LISTED ENTRIES:
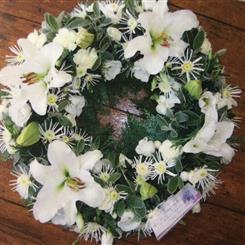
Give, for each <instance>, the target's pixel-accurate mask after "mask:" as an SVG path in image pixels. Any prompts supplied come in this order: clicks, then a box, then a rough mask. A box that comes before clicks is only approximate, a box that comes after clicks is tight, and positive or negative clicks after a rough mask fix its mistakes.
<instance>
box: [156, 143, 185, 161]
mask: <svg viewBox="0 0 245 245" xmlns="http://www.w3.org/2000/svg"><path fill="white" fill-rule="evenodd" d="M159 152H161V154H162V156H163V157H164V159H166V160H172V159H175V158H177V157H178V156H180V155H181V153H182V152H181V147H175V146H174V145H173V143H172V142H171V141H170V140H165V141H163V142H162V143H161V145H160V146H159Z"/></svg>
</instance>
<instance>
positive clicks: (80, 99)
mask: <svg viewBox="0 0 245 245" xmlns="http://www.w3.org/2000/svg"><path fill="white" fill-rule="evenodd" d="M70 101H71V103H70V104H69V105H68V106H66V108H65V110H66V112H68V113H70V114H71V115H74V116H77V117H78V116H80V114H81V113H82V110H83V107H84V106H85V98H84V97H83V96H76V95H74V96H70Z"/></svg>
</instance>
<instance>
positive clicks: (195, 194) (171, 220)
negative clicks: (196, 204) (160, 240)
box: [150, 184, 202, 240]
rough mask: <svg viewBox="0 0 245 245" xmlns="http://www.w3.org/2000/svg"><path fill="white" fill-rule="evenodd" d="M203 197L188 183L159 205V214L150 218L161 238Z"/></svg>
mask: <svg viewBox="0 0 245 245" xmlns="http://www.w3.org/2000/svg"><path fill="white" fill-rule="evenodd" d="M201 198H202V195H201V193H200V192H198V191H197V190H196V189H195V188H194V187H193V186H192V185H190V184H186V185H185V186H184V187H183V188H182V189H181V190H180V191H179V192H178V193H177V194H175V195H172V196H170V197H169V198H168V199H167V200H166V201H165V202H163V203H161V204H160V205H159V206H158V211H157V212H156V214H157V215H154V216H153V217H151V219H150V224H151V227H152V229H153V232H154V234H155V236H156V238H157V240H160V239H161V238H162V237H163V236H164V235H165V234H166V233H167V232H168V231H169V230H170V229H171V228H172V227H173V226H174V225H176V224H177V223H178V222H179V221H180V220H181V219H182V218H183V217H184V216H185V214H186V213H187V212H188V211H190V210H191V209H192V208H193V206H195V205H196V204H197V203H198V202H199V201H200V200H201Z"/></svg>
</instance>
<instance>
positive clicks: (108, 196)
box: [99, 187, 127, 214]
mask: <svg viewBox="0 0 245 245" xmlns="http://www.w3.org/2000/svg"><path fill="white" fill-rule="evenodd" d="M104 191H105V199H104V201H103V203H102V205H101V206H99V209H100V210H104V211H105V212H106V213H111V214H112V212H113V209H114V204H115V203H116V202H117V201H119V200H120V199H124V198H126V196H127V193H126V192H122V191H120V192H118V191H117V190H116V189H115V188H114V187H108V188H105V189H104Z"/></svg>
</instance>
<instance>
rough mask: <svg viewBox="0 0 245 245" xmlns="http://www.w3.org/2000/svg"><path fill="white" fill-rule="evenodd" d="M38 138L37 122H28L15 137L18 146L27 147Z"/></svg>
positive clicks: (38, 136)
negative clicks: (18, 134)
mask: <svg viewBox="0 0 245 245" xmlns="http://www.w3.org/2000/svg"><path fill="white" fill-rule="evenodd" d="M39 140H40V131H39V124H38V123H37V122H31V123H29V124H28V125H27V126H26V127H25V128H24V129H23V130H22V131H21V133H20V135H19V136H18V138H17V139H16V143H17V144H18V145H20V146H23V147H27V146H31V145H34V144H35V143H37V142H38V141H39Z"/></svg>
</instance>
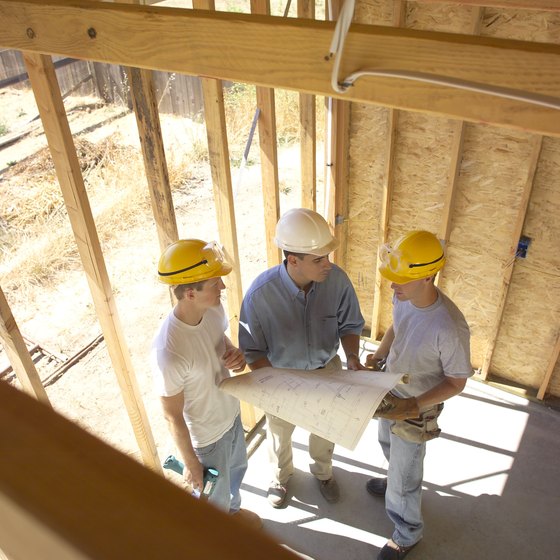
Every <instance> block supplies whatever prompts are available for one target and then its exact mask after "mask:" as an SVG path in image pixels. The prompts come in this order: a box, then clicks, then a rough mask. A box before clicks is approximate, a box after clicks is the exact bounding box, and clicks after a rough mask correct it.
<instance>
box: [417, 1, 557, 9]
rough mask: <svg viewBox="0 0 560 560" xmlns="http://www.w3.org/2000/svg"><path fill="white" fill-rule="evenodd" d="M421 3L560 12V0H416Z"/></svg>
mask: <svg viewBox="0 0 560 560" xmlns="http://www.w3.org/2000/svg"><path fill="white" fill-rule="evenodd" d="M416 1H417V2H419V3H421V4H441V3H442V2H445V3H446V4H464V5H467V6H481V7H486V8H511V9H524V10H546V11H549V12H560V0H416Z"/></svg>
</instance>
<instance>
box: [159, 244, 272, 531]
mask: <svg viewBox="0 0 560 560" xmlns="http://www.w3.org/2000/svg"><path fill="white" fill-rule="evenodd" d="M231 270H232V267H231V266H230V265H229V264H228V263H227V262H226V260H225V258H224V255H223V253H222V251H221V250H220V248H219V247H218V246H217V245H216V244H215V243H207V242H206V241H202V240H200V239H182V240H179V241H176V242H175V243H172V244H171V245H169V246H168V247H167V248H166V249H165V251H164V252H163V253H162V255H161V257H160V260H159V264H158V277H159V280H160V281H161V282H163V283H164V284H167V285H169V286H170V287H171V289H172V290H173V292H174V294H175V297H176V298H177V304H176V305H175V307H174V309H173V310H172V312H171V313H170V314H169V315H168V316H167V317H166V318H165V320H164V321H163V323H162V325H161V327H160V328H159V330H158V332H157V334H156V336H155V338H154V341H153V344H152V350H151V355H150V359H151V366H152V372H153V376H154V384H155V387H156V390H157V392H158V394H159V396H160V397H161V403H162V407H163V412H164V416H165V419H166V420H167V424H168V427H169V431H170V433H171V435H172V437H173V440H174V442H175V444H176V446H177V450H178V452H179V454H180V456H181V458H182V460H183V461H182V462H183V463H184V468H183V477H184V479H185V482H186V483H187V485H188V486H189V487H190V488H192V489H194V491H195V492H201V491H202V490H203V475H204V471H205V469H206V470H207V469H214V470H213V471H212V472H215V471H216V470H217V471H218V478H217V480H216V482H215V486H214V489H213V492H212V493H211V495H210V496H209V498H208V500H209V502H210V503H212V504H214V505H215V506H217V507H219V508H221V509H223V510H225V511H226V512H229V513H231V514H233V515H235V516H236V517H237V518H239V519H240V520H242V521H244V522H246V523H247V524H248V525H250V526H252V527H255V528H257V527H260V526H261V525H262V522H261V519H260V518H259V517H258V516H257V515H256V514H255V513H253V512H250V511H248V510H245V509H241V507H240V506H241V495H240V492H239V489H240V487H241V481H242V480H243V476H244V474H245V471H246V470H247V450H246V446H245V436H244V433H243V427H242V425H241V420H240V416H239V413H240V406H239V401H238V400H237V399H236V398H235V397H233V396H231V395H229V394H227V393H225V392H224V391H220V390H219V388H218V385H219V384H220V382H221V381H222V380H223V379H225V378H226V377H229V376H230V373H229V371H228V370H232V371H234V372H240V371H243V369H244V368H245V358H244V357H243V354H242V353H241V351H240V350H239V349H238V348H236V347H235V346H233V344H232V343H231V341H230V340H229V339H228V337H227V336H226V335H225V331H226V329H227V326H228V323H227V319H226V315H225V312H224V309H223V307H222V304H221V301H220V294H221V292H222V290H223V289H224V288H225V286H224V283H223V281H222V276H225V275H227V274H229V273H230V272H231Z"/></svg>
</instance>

PROBLEM REQUIREMENTS:
Your task is to find each line in the entries that contains the string "target" and copy it.

SOLUTION TO THIS EXERCISE:
Give, for each <instance>, the target's pixel-accurate mask after "mask:" as an SVG path in image pixels. Any prompts supplied come in this order: clicks, then a box, then a rough mask. A box that comes before clicks is only approximate, a box that comes after clicks is tight, and positive or negative clicks after a rough mask fix its mistakes.
Every <instance> block supplies whatever prompts are available for one target and then its exact mask after "mask:" as an SVG path in image pixels. The prompts come in this order: a box, then clicks, then a rough mask. A box before clicks is approximate, a box after clicks is the exact bounding box, and clicks after a rough mask correct it.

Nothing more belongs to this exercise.